(SOURCE DATA begins)

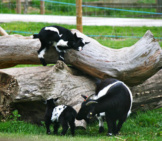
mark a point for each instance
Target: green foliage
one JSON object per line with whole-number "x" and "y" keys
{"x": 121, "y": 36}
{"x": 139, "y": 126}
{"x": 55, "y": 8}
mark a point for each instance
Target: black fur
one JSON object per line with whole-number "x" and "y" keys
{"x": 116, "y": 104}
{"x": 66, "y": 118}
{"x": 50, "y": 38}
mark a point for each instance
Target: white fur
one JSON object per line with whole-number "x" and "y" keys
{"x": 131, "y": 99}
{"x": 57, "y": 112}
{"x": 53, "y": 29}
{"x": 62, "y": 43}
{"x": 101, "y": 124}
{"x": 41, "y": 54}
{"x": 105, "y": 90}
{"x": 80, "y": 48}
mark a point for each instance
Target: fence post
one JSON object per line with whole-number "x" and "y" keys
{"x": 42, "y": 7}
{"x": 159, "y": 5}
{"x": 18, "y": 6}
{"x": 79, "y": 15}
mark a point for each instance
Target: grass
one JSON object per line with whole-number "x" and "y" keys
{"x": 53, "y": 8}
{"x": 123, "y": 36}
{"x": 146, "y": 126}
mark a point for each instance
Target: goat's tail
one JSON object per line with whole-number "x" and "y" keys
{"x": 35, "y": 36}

(SOURCE DATA ends)
(SOURCE DATA begins)

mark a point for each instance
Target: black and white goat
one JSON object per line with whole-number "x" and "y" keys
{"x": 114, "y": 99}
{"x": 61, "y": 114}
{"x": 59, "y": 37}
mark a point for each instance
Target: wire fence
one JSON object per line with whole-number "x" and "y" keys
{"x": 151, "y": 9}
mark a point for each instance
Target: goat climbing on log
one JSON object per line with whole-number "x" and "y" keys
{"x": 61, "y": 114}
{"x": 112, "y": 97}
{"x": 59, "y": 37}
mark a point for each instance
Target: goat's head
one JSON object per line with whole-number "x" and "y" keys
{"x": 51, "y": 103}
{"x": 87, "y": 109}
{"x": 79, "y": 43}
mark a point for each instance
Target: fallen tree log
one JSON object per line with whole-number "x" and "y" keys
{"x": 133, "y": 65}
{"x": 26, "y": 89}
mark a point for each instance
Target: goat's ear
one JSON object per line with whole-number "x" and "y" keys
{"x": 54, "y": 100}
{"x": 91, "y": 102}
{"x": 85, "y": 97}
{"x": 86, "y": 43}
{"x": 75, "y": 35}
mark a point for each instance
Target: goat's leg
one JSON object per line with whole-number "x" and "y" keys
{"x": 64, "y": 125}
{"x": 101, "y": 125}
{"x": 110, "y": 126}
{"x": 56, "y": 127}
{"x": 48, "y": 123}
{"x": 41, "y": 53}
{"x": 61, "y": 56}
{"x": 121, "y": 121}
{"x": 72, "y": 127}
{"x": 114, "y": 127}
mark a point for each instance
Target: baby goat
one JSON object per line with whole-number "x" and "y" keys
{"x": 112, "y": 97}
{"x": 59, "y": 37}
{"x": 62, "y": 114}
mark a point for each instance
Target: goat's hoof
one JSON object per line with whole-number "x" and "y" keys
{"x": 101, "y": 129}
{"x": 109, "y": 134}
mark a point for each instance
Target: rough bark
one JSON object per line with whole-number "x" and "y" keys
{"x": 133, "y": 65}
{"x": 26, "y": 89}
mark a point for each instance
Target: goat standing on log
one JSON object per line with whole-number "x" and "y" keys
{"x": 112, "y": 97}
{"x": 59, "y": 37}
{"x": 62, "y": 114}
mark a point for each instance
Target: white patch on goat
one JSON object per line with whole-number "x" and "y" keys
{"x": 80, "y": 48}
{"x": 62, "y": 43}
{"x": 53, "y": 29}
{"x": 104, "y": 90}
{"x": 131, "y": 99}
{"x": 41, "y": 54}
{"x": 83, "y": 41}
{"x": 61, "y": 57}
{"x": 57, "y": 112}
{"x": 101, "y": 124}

(SOURCE DATA ends)
(SOURCE DATA begins)

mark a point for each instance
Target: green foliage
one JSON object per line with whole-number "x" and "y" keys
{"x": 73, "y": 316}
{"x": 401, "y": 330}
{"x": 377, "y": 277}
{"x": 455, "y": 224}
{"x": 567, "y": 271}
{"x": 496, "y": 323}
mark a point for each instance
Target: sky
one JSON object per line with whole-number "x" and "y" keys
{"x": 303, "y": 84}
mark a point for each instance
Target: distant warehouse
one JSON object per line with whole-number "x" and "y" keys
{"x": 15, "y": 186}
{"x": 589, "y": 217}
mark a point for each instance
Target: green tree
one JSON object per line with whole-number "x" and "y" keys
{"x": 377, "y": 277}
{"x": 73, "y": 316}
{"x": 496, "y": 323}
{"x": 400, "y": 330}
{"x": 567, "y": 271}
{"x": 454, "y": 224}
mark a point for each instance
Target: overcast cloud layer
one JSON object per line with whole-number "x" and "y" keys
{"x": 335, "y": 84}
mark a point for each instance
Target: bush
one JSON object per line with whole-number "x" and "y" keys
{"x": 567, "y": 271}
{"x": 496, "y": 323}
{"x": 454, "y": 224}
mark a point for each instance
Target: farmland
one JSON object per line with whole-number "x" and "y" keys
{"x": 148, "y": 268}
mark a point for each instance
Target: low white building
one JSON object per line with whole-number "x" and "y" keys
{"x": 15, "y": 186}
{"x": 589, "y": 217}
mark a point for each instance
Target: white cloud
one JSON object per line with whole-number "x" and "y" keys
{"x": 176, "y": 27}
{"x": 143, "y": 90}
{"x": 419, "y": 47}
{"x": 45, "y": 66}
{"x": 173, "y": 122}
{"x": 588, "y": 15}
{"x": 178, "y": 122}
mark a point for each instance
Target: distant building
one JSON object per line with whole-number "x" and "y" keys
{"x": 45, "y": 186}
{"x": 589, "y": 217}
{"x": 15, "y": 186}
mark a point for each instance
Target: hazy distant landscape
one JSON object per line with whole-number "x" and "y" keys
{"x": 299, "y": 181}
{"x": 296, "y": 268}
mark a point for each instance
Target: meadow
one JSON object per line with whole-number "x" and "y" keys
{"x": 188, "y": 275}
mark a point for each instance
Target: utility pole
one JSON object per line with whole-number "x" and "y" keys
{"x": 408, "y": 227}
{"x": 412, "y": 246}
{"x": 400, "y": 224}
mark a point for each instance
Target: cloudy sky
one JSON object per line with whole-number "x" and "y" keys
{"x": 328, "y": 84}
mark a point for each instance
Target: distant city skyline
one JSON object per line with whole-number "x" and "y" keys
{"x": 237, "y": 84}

(SOURCE DATA ends)

» REQUIREMENT
Which lines of the data include the string "building"? Copy each of them.

» OUTPUT OF THE TASK
Target: low white building
Target: distant building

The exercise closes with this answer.